_Goal of the exercise_
Would you please repeat the data that follows, exactly as it reads?

(Dataset records)
BEGIN

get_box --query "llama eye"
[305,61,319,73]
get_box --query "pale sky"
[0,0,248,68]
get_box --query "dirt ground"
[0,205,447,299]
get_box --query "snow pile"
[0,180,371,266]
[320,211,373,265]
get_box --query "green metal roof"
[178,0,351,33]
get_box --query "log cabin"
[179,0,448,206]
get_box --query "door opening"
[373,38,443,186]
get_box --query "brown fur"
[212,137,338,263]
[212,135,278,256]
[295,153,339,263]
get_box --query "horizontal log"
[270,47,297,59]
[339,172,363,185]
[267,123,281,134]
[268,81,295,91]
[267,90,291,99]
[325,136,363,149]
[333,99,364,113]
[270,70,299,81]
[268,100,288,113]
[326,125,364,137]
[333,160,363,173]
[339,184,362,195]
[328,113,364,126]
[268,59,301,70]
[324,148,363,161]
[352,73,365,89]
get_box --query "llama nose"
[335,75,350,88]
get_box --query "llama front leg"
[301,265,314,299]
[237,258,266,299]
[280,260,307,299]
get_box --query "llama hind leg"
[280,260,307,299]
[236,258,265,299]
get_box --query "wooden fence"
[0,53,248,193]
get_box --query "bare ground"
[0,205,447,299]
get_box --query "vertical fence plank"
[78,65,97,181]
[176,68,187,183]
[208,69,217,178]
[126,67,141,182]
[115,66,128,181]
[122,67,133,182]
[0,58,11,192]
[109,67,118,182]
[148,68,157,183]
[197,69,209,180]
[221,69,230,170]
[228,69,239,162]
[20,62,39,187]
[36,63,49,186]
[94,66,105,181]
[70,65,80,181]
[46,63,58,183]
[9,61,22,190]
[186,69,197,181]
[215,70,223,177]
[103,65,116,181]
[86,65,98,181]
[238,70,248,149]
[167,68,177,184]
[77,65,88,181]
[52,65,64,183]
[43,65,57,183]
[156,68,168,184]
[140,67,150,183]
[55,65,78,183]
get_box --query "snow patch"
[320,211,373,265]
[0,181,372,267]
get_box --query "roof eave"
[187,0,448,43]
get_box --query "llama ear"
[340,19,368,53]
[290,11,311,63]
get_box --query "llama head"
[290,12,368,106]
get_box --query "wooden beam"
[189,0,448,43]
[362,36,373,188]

END

_Reply to the exercise_
get_box --query "llama eye"
[305,61,319,73]
get_box --query "pale sky"
[0,0,248,68]
get_box --query "dirt ground"
[0,205,447,299]
get_box --query "snow pile"
[0,180,371,266]
[320,211,373,265]
get_box --query "green metal roof"
[178,0,351,33]
get_box --query "log cabin"
[179,0,448,206]
get_box --query "door opening"
[373,38,443,186]
get_box --query "brown fur"
[212,137,338,263]
[212,135,278,256]
[295,153,339,263]
get_box --query "horizontal log"
[270,47,297,59]
[339,172,363,185]
[267,123,281,134]
[268,81,295,91]
[267,90,291,99]
[325,136,363,149]
[333,99,364,113]
[270,70,299,81]
[268,100,288,113]
[326,125,364,137]
[333,160,363,173]
[339,184,362,195]
[328,113,364,126]
[268,59,301,70]
[324,148,363,161]
[352,73,365,89]
get_box --query "llama nose"
[335,75,350,88]
get_box --query "llama front leg"
[301,265,314,299]
[237,258,266,299]
[280,260,307,299]
get_box --query "llama hind leg"
[280,260,307,299]
[236,258,265,299]
get_box --query "wooden fence"
[0,53,248,193]
get_box --query "bare ground"
[0,205,447,299]
get_box --query "vertical fence plank"
[78,65,97,181]
[176,68,187,183]
[208,69,217,178]
[126,67,141,182]
[115,66,128,181]
[122,67,133,182]
[0,58,11,192]
[109,67,118,182]
[148,68,157,183]
[197,69,209,180]
[221,69,230,170]
[228,69,239,162]
[20,62,39,187]
[36,63,49,186]
[94,66,105,181]
[70,65,80,181]
[46,63,58,183]
[9,61,22,190]
[186,69,197,181]
[215,70,223,177]
[103,65,116,181]
[86,65,98,181]
[238,70,248,149]
[167,68,177,184]
[77,65,88,181]
[52,65,64,183]
[43,65,57,183]
[156,68,168,184]
[140,67,150,183]
[55,65,78,183]
get_box --query "snow patch"
[320,211,373,265]
[0,181,372,267]
get_box --query "roof eave"
[187,0,448,43]
get_box --query "llama ear"
[340,19,368,53]
[290,11,311,63]
get_box --query "llama head"
[290,12,368,106]
get_box --query "wooden beam"
[189,0,448,43]
[362,36,373,188]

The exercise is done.